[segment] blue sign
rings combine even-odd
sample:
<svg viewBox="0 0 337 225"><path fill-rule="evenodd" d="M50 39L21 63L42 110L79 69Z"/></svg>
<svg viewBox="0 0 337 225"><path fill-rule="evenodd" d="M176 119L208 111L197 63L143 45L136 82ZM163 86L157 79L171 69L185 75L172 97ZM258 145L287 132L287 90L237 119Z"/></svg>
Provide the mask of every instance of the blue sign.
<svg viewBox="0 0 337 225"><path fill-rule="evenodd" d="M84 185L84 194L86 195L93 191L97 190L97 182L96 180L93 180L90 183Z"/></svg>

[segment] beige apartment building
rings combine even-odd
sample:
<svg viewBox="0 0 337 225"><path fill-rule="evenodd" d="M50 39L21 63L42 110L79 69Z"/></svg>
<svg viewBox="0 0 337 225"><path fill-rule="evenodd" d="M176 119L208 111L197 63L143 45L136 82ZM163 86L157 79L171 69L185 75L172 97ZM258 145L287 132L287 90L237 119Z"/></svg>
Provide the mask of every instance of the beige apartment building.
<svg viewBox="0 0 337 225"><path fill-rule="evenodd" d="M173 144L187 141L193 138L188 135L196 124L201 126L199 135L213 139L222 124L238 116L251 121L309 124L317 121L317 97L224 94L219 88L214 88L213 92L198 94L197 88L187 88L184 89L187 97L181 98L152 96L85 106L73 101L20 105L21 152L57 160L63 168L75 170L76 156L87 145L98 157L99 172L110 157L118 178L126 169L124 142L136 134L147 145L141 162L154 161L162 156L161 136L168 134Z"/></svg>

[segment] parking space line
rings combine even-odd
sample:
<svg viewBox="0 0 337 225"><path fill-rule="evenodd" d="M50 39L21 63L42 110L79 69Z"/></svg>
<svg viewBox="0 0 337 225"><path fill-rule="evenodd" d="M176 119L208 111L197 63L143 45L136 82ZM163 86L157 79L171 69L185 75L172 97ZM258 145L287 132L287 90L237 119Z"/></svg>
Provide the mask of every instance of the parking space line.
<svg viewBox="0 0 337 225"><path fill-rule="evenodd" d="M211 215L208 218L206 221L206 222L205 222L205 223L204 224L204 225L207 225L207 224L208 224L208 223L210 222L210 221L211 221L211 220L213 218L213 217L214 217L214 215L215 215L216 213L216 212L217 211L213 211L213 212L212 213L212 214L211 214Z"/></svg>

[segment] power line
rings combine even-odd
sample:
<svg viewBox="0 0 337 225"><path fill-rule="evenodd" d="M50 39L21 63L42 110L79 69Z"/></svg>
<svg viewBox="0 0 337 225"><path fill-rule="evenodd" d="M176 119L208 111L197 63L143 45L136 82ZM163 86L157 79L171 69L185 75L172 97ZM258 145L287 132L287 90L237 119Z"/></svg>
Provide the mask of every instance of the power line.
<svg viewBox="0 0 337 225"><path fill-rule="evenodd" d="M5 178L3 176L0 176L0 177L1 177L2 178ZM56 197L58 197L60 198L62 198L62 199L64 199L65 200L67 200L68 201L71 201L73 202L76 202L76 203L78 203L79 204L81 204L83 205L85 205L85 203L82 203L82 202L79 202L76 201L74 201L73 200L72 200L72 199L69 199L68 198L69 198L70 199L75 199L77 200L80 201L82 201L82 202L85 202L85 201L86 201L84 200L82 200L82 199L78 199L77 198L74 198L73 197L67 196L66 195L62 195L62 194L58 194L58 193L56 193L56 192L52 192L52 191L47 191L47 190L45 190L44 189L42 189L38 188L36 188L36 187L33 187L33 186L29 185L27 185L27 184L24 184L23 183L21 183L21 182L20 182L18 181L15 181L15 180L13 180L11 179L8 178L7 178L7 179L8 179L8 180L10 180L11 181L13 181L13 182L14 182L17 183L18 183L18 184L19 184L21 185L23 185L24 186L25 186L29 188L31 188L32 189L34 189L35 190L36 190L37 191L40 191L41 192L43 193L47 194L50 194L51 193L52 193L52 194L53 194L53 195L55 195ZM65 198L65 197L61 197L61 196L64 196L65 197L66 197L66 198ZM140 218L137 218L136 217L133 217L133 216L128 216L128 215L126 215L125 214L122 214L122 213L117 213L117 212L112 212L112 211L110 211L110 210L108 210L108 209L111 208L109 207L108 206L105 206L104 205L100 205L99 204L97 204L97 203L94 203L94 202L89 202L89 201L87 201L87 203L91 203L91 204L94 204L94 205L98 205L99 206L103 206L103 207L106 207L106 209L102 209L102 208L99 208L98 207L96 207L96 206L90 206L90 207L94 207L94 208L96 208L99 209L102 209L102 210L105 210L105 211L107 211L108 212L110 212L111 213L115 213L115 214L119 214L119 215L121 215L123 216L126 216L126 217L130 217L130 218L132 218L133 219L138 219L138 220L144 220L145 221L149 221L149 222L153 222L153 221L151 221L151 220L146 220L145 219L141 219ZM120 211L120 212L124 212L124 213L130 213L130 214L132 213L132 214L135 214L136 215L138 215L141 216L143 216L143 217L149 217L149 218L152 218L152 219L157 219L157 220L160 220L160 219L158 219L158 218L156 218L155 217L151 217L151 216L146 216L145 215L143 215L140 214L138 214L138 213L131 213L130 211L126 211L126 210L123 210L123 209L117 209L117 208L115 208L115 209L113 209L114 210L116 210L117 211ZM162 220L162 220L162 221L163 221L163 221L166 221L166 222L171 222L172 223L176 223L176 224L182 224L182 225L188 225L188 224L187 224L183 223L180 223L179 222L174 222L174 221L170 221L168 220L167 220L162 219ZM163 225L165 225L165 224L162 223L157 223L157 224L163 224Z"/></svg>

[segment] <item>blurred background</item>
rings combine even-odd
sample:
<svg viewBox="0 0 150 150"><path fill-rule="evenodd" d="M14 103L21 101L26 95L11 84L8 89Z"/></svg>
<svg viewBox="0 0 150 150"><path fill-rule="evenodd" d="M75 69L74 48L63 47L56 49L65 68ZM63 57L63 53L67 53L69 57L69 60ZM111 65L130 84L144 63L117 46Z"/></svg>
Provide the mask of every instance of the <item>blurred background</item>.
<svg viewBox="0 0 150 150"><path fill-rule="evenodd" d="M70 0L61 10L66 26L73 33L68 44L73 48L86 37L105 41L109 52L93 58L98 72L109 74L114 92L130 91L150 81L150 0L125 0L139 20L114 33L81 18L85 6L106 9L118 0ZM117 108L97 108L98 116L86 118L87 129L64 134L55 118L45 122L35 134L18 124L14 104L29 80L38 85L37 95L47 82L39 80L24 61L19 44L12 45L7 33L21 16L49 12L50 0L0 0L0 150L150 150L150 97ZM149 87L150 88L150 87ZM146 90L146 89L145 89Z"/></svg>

**EXERCISE DETAILS:**
Give the lines as a Markdown table with two columns, Row and Line. Start with the line that contains "[segment] <item>blurred background</item>" and go on through the line that contains "Provide the mask of every instance of the <item>blurred", numbering each row and leaving out any blank lines.

**ANSWER TO THE TASK:**
| Row | Line |
|---|---|
| 1 | [segment] <item>blurred background</item> |
| 2 | rings combine even-odd |
| 3 | sample: |
| 4 | <svg viewBox="0 0 150 150"><path fill-rule="evenodd" d="M14 103L21 101L26 95L11 84L8 89Z"/></svg> |
| 5 | <svg viewBox="0 0 150 150"><path fill-rule="evenodd" d="M75 69L74 48L63 47L56 49L65 68ZM63 57L63 53L67 53L69 57L69 60ZM111 65L130 84L144 63L117 46Z"/></svg> |
| 6 | Provide the mask of every instance of the <item>blurred background</item>. |